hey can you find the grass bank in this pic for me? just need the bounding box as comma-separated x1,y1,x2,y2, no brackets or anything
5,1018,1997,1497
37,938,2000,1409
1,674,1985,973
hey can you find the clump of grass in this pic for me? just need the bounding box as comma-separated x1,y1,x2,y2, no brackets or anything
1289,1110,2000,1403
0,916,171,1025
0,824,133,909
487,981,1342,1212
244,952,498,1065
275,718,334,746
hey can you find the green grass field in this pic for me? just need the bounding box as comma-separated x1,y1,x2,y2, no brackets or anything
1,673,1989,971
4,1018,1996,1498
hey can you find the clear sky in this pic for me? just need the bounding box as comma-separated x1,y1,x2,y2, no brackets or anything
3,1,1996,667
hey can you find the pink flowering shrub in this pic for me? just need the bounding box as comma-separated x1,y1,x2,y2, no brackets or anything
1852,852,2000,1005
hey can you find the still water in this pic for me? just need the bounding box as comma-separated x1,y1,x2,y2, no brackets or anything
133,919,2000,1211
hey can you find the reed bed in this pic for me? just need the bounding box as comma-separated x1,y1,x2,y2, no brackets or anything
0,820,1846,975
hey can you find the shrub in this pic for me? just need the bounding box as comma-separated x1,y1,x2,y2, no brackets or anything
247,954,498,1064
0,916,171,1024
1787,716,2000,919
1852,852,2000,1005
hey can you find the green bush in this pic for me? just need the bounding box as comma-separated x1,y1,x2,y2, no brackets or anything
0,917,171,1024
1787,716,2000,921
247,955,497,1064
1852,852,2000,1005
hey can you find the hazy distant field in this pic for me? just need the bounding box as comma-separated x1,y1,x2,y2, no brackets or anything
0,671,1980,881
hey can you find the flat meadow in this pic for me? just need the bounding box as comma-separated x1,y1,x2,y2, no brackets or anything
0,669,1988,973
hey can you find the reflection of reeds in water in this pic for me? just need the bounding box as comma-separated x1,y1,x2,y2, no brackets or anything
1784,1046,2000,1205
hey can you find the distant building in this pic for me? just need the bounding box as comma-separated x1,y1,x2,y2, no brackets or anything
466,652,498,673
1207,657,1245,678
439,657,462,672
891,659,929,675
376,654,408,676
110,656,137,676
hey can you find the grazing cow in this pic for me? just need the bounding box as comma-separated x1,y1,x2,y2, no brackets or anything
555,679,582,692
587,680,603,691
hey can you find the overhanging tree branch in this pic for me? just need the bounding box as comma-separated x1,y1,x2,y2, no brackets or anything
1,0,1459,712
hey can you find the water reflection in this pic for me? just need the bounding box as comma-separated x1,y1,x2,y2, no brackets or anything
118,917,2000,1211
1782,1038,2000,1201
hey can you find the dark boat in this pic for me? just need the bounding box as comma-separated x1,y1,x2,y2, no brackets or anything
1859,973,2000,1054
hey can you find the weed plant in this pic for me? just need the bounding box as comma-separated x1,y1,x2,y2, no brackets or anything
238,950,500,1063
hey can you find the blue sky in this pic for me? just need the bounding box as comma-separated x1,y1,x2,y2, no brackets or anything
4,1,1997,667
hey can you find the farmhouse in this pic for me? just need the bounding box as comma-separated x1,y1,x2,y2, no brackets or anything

+--

AIM OF THE EXERCISE —
Transcribe the entire listing above exactly.

SOLUTION FOR THIS EXERCISE —
hey can you find the grass bank in this pic for me? just need the bounding box as comma-separated x1,y1,x2,y2, no brackets or anything
5,1018,1997,1497
37,938,2000,1409
1,674,1985,973
hey can you find the clump of grass in this pic for me? just need the bounding box as comma-separated x1,y1,x2,y2, no brackets or anything
1289,1110,2000,1403
0,916,171,1025
0,824,133,909
487,981,1342,1212
244,952,498,1065
275,718,334,746
hey can you find the green grass field in this pic for me? just need the bounding box as comma-separated x1,y1,x2,y2, no brackets or anything
1,673,1989,971
4,1018,1996,1498
hey can you find the clear sky in this pic for me? just need the bounding box as comma-separated x1,y1,x2,y2, no brackets or anything
3,1,1996,667
hey can you find the pink flowering shrub in this pic for me? just need the bounding box as comma-separated x1,y1,x2,y2, no brackets or anything
1852,852,2000,1005
hey can you find the still water in this pic for me? just need the bounding box as comma-separated x1,y1,x2,y2, no brackets or anything
133,919,2000,1211
hey can you find the reed bed in this pic for me? just need the bounding box as comma-separated x1,y1,x2,y2, no brackets or anything
0,820,1846,975
hey can you find the shrub in this pic for me? just need the bounding box as comma-separated x1,y1,x2,y2, no brackets or anything
247,954,498,1064
0,916,171,1024
1787,716,2000,919
1852,852,2000,1005
hey can you find the green bush in this pic for me? just need the bounding box as comma-separated x1,y1,x2,y2, no brackets or anything
0,917,171,1024
1787,716,2000,921
247,955,497,1064
1852,852,2000,1005
hey can you find the hazy distant field in this pic for me? just need the bounding box as comma-separated x1,y1,x2,y2, no brackets or anything
0,671,1980,881
hey can you find the flat meadow in this pic for me? just need the bounding box as comma-separated x1,y1,x2,y2, no brackets or anything
0,669,1988,973
hey can you find the reflection of reeds in water in this pic for me? just need the bounding box as comma-separated x1,y1,x2,y2, no brackets or anything
1784,1046,2000,1205
hey can you find the distant building in this pic for me? just need the bounding box as comma-separated x1,y1,x2,y2, no brackets or anything
466,652,498,673
1207,657,1245,678
439,657,462,672
891,659,929,675
376,654,408,676
110,656,137,676
hey can you find the grazing cow in this pic for me? just need the bounding box as comma-separated x1,y1,x2,y2, no brackets or anything
555,679,582,692
587,680,603,691
hey can you find the overhanging tree branch in this pic for me? just need the bounding box as comma-separated x1,y1,x2,y2, no brackets or anything
1,0,1459,712
hey can you find the water reflection in this pic for me? just need the bounding box as comma-separated x1,y1,x2,y2, no brackets or anything
118,917,2000,1211
1782,1038,2000,1201
hey can you find the dark boat in this pic for me? just need the bounding box as comma-separated x1,y1,x2,y2, no brackets or anything
1859,973,2000,1054
hey can you find the weed plant in this pic for me? just need the bounding box as comma-separated x1,y1,x2,y2, no brackets or anything
238,950,500,1063
hey can you find the blue sky in this pic for me? just need the bounding box as comma-separated x1,y1,x2,y2, no brackets or anything
4,1,1997,667
hey can you find the farmhouse in this pic for me? just need the bounding box as comma-separated x1,y1,x2,y2, no brackets or anything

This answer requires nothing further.